Listed records: Begin

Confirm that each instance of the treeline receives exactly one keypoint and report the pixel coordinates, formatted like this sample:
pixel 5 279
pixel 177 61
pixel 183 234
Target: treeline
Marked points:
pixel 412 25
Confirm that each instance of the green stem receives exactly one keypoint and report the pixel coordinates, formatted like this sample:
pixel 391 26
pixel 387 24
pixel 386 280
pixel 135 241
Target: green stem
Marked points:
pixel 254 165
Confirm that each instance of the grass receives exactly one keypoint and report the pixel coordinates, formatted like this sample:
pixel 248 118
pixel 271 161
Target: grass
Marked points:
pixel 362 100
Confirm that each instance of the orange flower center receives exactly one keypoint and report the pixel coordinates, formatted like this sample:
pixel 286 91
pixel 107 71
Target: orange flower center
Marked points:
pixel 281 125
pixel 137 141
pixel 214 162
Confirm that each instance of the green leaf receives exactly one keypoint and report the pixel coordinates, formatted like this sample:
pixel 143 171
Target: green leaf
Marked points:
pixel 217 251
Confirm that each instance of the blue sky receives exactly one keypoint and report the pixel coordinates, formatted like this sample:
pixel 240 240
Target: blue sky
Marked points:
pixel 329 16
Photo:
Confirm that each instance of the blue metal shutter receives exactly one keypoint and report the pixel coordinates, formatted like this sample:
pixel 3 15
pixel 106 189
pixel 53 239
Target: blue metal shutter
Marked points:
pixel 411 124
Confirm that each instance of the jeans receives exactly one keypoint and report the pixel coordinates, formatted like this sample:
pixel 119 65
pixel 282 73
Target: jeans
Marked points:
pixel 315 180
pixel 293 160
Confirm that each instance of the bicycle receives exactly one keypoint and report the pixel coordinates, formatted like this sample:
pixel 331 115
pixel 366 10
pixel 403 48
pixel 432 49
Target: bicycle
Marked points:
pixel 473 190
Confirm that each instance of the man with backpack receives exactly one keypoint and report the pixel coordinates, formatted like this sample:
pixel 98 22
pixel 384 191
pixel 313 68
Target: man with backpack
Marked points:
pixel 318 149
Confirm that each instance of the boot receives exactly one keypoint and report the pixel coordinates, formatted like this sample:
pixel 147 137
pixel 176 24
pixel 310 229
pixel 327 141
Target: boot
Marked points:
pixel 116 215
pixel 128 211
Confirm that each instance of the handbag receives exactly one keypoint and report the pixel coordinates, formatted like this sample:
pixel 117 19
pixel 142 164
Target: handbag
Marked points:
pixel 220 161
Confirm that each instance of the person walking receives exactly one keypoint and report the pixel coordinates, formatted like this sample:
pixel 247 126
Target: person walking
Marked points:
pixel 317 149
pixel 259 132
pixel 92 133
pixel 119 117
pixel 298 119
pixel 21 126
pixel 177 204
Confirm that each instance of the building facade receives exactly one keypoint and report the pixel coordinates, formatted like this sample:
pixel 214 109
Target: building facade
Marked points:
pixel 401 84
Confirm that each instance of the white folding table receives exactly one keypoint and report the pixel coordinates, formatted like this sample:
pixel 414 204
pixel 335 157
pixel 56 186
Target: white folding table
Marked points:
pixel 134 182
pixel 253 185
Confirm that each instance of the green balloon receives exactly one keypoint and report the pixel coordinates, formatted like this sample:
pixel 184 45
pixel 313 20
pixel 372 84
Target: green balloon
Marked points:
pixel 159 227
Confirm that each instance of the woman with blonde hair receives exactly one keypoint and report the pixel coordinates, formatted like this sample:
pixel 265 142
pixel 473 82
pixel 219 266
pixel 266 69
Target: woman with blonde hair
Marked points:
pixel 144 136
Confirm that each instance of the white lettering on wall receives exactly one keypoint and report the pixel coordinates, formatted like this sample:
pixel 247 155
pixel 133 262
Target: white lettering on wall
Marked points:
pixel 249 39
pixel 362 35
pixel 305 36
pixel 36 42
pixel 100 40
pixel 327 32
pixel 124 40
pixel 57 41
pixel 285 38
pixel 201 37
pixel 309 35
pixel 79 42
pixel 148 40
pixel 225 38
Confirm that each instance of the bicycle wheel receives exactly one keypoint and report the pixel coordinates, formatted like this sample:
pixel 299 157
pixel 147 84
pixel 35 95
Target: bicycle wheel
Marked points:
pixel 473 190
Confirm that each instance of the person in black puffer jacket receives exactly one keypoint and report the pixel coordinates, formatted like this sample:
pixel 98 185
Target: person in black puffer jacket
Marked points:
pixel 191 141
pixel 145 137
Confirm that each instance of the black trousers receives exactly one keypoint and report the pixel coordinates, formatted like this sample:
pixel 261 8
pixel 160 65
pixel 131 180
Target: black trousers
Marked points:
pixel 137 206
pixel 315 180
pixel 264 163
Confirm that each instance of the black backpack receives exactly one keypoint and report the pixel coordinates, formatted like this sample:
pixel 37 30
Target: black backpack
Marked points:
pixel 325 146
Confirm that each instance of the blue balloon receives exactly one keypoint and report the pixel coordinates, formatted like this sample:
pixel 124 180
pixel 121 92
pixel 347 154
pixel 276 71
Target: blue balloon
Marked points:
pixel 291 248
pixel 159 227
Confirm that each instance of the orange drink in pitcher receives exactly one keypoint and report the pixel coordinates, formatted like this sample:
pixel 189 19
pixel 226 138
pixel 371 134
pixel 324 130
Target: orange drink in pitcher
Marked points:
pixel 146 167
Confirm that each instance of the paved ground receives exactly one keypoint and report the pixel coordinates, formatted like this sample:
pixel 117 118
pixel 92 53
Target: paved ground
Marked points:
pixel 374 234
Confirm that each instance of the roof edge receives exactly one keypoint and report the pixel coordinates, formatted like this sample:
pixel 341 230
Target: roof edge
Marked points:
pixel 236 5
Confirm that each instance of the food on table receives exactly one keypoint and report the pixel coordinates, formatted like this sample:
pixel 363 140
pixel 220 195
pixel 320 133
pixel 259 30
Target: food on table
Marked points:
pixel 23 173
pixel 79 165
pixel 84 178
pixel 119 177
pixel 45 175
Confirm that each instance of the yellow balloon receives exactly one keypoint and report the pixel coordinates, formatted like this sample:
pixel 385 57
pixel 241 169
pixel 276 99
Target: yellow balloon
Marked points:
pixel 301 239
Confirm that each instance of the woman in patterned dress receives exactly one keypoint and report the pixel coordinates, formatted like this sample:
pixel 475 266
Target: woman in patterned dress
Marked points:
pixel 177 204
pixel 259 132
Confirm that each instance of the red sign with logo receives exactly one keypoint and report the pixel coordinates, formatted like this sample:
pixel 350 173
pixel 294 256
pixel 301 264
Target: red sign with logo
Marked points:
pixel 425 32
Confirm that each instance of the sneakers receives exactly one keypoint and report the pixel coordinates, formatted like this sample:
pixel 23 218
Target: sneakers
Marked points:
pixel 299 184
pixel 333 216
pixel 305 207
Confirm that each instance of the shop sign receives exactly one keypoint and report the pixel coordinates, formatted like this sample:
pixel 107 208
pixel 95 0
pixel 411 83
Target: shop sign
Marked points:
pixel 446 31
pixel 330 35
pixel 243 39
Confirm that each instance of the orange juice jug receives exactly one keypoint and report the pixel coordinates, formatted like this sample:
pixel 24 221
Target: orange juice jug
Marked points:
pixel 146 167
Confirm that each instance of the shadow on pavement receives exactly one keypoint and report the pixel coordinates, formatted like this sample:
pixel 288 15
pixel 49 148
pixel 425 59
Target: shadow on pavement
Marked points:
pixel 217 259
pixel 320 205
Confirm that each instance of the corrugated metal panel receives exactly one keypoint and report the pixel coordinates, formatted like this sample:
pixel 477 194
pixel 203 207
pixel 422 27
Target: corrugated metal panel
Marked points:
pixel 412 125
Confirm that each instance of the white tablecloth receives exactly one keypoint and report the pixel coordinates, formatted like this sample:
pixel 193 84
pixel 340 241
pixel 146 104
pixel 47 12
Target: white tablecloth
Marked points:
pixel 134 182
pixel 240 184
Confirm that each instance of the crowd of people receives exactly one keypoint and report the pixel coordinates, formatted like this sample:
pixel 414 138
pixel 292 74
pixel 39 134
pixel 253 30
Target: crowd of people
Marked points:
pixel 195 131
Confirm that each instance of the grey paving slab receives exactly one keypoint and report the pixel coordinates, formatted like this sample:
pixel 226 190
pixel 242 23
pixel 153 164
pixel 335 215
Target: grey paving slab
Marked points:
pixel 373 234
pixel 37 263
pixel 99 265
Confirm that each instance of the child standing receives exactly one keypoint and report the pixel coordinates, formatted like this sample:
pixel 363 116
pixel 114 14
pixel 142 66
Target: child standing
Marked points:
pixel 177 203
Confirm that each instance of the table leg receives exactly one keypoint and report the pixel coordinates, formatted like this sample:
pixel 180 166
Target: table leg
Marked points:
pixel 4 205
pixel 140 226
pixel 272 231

Listed records: End

▶ **Task**: Of all the entries above, repeat only the lines from the line that has "Target: white tablecloth" to the line that has "Confirm that each instance of the grey", both lines included, exactly.

▶ **Exercise result**:
Target: white tablecloth
Marked points:
pixel 134 182
pixel 240 184
Confirm that each instance of the crowd of people receives exactly one keypoint and report the pixel coordinates, formatted like this sample:
pixel 414 138
pixel 292 74
pixel 39 134
pixel 253 30
Target: crowd of people
Marked points:
pixel 195 131
Confirm that each instance of the grey paving slab receives exactly one keypoint and report the pixel coordinates, formatted like this sample:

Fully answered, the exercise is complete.